***** Data provided *****
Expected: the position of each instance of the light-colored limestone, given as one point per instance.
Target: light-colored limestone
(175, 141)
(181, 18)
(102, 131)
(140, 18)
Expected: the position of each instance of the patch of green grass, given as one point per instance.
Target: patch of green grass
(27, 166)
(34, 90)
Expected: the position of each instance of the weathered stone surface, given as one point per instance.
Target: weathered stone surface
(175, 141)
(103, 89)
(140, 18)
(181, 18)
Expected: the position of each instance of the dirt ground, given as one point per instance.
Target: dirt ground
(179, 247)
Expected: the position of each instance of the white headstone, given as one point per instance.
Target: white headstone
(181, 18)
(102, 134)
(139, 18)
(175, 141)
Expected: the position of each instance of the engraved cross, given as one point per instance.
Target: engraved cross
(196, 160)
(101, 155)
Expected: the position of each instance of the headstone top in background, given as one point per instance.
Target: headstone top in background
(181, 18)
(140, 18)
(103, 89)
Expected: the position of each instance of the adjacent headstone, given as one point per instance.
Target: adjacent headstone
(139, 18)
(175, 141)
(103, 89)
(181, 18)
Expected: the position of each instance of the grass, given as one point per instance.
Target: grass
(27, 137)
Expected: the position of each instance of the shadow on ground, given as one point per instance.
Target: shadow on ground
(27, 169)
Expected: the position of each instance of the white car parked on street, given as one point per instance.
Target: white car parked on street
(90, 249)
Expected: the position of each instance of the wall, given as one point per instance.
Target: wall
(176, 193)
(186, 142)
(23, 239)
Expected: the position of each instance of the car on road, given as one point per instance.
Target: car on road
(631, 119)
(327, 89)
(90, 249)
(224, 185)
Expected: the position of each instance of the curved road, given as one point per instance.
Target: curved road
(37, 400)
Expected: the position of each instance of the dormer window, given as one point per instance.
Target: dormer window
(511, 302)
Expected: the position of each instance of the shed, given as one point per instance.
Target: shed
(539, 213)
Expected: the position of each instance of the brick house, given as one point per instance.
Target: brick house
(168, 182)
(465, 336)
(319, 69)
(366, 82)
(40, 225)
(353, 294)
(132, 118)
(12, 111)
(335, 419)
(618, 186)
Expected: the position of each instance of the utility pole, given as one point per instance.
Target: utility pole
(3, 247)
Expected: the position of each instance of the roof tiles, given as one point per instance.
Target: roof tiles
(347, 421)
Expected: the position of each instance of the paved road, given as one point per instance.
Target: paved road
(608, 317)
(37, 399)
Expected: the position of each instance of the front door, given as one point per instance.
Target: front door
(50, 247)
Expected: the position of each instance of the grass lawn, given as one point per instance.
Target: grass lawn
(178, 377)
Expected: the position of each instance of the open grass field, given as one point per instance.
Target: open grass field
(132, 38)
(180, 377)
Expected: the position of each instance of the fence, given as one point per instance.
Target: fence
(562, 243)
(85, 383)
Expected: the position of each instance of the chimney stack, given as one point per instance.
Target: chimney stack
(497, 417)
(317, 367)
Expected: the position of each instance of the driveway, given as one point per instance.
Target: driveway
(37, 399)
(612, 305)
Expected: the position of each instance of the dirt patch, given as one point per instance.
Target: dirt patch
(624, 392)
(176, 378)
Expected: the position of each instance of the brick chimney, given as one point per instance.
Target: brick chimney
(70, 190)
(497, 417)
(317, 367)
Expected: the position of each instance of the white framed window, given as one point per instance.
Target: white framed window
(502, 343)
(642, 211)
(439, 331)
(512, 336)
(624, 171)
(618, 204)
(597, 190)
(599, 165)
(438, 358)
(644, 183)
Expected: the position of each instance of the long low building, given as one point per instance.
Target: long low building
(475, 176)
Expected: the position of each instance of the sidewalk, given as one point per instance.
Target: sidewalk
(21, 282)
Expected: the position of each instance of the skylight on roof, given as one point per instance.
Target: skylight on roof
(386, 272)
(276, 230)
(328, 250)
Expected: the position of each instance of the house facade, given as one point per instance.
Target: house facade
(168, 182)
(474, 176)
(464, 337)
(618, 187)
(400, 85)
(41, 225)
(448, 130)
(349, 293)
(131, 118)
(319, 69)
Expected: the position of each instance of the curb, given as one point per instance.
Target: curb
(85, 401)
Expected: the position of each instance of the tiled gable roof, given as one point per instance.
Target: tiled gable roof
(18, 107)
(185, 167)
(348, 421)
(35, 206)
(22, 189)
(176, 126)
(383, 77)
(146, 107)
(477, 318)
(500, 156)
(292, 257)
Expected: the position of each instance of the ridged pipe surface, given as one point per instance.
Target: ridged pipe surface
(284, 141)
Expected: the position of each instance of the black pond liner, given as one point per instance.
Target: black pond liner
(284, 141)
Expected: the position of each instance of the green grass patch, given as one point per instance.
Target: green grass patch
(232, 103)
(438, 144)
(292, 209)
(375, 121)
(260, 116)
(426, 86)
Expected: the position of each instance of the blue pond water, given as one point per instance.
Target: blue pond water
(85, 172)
*****
■ **To be done**
Output every line above without altering anything.

■ **Answer to this task**
Expected: the position of each instance of the light-colored limestone, given as one point per instance.
Target: light-colored limestone
(175, 141)
(181, 18)
(102, 131)
(140, 18)
Expected: the position of each instance of the patch of green grass, given as one point per instance.
Target: patch of green grass
(27, 166)
(34, 90)
Expected: the position of each instance of the weathered stone surface, given as one point per instance.
Target: weathered stone surface
(175, 141)
(103, 89)
(140, 18)
(181, 18)
Expected: the position of each instance of the dirt ground, given as one point per instance.
Target: dirt ground
(179, 247)
Expected: the position of each instance of the white headstone, given as one point per instance.
Target: white headstone
(181, 18)
(102, 134)
(139, 18)
(175, 141)
Expected: the position of each instance of the engraved cross, given as one point per instance.
Target: engraved cross
(196, 160)
(101, 155)
Expected: the position of each instance of the headstone top in background, given as one point per instance.
Target: headstone top in background
(181, 18)
(140, 18)
(103, 89)
Expected: the position of each instance of the adjacent headstone, given as one point per instance.
Target: adjacent headstone
(139, 18)
(175, 141)
(103, 89)
(181, 18)
Expected: the position of each instance of the grass, given as one point per instance.
Target: grass
(27, 137)
Expected: the position of each instance of the shadow on ground, given as one point per instance.
Target: shadow on ground
(27, 169)
Expected: the position of each instance of the white car parked on street, given as one point per instance.
Target: white car parked on street
(90, 249)
Expected: the position of each instance of the wall, given as one point per instance.
Target: wall
(176, 193)
(186, 142)
(23, 239)
Expected: the position of each instance of the car on road, given as one point per instance.
Target: car on road
(631, 119)
(327, 89)
(90, 249)
(224, 185)
Expected: the position of each instance of the curved road, given as one point per instance.
Target: curved road
(37, 400)
Expected: the position of each instance of the dormer window, given as one point per instance.
Target: dormer window
(511, 302)
Expected: the position of each instance of the shed, given as one point per instance.
Target: shed
(539, 213)
Expected: the position of each instance of the brick house, given as one point per instance.
Target: brick house
(168, 182)
(465, 336)
(319, 69)
(366, 82)
(40, 225)
(353, 294)
(132, 118)
(12, 111)
(335, 419)
(618, 186)
Expected: the position of each instance of the utility pole, given as one point per instance.
Target: utility pole
(3, 247)
Expected: the position of each instance of the roof tiles, given as one point per instance.
Target: roof tiles
(347, 421)
Expected: the position of each instance of the paved road, given as one point per instance.
Target: paved road
(608, 317)
(37, 399)
Expected: the position of each instance of the front door, given as one point per instance.
Target: front door
(50, 247)
Expected: the position of each instance of the grass lawn, given as one point per instance.
Target: grass lawn
(178, 377)
Expected: the position of each instance of the open grass field, given as one point per instance.
Target: open grass field
(132, 38)
(180, 377)
Expected: the position of each instance of the fence, given as one point per instance.
Target: fence
(562, 243)
(85, 383)
Expected: the position of each instance of the chimney stack, given as one point per instance.
Target: chimney stack
(497, 417)
(317, 367)
Expected: the position of each instance of the driveway, given as one point per instance.
Target: driveway
(37, 399)
(612, 305)
Expected: the position of each instance of the dirt patch, given as one point per instance.
Target: dirt patch
(624, 392)
(176, 378)
Expected: the position of each instance of the brick chimney, given as one point per instance.
Target: brick chimney
(70, 190)
(497, 417)
(317, 367)
Expected: the position of each instance of the white framed window, given as one point per instance.
Target: white framed window
(502, 343)
(642, 211)
(439, 331)
(512, 336)
(624, 171)
(618, 204)
(597, 190)
(599, 165)
(438, 358)
(644, 183)
Expected: the position of each instance of the long low building, given as one point per instance.
Target: long low building
(475, 176)
Expected: the position of each instance of the sidewalk, given as one point per instance.
Target: sidewalk
(21, 282)
Expected: the position of each instance of the skylight on roof, given as one point per instance.
Target: skylight on roof
(386, 272)
(276, 230)
(328, 250)
Expected: the position of each instance of the house facade, given as one point per instance.
Target: house facade
(168, 182)
(474, 176)
(464, 337)
(618, 187)
(400, 85)
(41, 225)
(448, 130)
(349, 293)
(131, 118)
(319, 69)
Expected: the position of each instance of the curb, given as one point per instance.
Target: curb
(85, 401)
Expected: the position of each instance of the tiled gable roof, given as one point per instance.
Target: tiled gable roof
(18, 107)
(185, 167)
(348, 421)
(35, 206)
(22, 189)
(176, 126)
(383, 77)
(146, 107)
(477, 318)
(500, 156)
(292, 257)
Expected: the position of each instance of the ridged pipe surface, given as one point per instance.
Target: ridged pipe surface
(284, 141)
Expected: the position of each instance of the black pond liner, given as one point per instance.
Target: black pond liner
(284, 141)
Expected: the position of each instance of the green grass patch, given as one point per instance.
Target: green grass patch
(232, 103)
(438, 144)
(292, 209)
(375, 121)
(260, 116)
(426, 86)
Expected: the position of each instance of the blue pond water, given as one point per instance.
Target: blue pond water
(85, 172)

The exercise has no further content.